> [Provided passage]

The Kickstarter Diaries (part 5) | End and Aftermath
My diary for the final two days of the campaign and a retrospective of what went well and what didn't.
Today I have the last two entries from my Kickstarter diaries, plus a retrospective on the campaign, and finally some publishing news to round it out.
The Kickstarter Diaries
Day 21: 14/11/2023
Kept my eye on the campaign all day. Posted all over social media repeatedly, especially before work, at lunch time, and after work. I was hoping we’d see a steeper spike than yesterday, but it was flatter, and we only made 2% in progress. I’ll take it, but I hoped for better. There’s no way we’ll hit that second stretch goal now.
The number of new backers is good, but I notice that nobody is taking the bigger rewards, so the amount of movement we get on the target is less. I’m happy to be building the audience, though. I think these backers are interested in Gourmand Go and not in my backlist or just generally getting bargain books.
Spent the evening with my spawn while the wife was at an appointment after work, and that was a nice distraction. Then I had a call with an editor about some future work, which was also good.
Half a day remains in the campaign. Let’s see what happens in the final hours.

> [Tasks to complete]
• A. From the Kickstarter diary, reproduce the passage between "Today I have" and "getting bargain books.", inclusive.
• B. According to the Kickstarter diary, at what times of day did the writer post on social media?
• C. Render this sentence from the Kickstarter diary in Spanish: "Half a day remains in the campaign."

(Excerpts of bounding box data)
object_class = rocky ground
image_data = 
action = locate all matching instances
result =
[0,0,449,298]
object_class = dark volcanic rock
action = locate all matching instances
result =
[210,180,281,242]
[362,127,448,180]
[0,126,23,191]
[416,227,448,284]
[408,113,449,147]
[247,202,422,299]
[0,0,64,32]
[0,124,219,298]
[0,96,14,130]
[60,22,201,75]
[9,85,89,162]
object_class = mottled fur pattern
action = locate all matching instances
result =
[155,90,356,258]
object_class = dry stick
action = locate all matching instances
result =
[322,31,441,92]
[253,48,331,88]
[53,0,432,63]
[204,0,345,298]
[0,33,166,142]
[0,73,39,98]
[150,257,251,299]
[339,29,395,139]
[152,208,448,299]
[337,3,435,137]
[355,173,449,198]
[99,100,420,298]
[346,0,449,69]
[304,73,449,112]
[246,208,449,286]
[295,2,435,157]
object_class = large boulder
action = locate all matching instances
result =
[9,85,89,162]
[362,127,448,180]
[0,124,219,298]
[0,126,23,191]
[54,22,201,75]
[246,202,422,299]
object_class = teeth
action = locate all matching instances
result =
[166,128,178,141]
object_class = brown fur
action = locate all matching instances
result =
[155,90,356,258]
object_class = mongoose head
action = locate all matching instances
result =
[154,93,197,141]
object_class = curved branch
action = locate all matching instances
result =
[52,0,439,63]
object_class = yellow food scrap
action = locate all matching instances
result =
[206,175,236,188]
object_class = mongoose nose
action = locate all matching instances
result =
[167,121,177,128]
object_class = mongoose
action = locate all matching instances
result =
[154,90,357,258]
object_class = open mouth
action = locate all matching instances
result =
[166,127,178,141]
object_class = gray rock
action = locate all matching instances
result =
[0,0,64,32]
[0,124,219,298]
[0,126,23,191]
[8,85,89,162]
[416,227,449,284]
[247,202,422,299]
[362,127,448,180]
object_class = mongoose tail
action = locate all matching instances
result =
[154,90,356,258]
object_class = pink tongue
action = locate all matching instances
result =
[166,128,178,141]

> [Solved tasks]
• A.
Today I have the last two entries from my Kickstarter diaries, plus a retrospective on the campaign, and finally some publishing news to round it out.
The Kickstarter Diaries
Day 21: 14/11/2023
Kept my eye on the campaign all day. Posted all over social media repeatedly, especially before work, at lunch time, and after work. I was hoping we’d see a steeper spike than yesterday, but it was flatter, and we only made 2% in progress. I’ll take it, but I hoped for better. There’s no way we’ll hit that second stretch goal now.
The number of new backers is good, but I notice that nobody is taking the bigger rewards, so the amount of movement we get on the target is less. I’m happy to be building the audience, though. I think these backers are interested in Gourmand Go and not in my backlist or just generally getting bargain books.

• B.
- Before work
- At lunch time
- After work

• C. Queda medio día de campaña.